┌─ Records shown
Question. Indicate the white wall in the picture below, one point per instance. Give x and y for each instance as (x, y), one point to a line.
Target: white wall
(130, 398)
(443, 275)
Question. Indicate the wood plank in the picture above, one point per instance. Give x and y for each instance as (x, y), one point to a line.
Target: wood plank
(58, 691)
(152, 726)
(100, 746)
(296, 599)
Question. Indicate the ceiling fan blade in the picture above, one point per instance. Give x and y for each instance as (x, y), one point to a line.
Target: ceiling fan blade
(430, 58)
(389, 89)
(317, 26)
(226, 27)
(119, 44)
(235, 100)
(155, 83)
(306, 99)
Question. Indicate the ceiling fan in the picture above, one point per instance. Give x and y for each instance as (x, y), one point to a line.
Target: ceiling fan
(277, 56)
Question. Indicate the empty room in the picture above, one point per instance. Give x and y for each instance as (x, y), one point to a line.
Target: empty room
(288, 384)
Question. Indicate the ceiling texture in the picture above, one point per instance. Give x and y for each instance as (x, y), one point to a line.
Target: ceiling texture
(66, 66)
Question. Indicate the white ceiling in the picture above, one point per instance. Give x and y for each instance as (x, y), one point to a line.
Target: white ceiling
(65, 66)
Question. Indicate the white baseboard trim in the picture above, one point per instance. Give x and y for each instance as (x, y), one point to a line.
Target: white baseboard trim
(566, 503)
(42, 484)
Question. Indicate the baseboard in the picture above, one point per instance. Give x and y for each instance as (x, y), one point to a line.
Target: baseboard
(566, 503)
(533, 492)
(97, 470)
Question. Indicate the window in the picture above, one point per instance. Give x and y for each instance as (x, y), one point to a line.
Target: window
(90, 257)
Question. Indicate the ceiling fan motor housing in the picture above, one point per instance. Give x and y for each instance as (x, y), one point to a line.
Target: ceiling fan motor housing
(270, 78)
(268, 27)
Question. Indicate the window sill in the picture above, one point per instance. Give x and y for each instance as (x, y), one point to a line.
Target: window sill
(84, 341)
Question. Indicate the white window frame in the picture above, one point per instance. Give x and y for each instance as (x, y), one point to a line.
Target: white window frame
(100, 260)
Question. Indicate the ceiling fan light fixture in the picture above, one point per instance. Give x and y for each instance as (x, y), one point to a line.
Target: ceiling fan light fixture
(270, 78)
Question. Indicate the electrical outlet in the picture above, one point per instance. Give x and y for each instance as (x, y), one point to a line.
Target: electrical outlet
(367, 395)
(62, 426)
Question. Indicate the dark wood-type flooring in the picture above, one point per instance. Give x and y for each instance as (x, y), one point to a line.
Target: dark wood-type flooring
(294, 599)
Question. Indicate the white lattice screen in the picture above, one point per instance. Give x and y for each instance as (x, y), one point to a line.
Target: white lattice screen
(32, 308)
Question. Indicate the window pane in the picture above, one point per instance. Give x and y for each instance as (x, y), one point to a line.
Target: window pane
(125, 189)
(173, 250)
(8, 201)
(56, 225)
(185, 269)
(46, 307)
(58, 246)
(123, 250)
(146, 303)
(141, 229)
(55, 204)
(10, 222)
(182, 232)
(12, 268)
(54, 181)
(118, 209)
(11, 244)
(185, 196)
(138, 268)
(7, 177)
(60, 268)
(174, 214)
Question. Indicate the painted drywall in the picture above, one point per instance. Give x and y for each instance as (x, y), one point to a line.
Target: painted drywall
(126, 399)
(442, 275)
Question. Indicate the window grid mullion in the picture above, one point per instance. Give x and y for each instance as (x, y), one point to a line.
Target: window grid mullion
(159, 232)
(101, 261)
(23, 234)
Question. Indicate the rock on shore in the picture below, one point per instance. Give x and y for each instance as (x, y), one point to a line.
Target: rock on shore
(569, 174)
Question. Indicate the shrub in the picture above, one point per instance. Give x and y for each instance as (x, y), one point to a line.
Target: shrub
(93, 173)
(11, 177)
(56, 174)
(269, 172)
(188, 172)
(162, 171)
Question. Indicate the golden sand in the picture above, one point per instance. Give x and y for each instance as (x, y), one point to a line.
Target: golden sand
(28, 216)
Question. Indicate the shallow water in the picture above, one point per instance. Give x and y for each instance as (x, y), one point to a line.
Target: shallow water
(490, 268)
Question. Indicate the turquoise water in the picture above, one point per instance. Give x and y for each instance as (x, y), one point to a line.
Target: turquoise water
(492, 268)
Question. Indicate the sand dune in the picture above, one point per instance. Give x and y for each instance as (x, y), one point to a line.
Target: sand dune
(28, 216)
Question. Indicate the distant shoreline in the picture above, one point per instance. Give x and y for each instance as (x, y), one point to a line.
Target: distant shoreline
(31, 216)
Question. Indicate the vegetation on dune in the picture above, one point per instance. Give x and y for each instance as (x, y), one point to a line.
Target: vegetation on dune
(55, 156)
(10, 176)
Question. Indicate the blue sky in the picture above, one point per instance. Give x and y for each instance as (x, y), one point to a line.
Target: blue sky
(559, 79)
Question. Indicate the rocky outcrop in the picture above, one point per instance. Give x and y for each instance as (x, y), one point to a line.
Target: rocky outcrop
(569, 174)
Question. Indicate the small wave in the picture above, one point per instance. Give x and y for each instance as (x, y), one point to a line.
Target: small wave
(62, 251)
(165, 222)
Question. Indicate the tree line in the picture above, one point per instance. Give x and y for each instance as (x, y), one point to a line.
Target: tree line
└─
Show each line of the material above where "tree" occurs.

Finished exercise:
Question. Indicate the tree line in the picture above, one point per instance. Give x and y for each instance as (x, y), one point to a line.
Target: tree line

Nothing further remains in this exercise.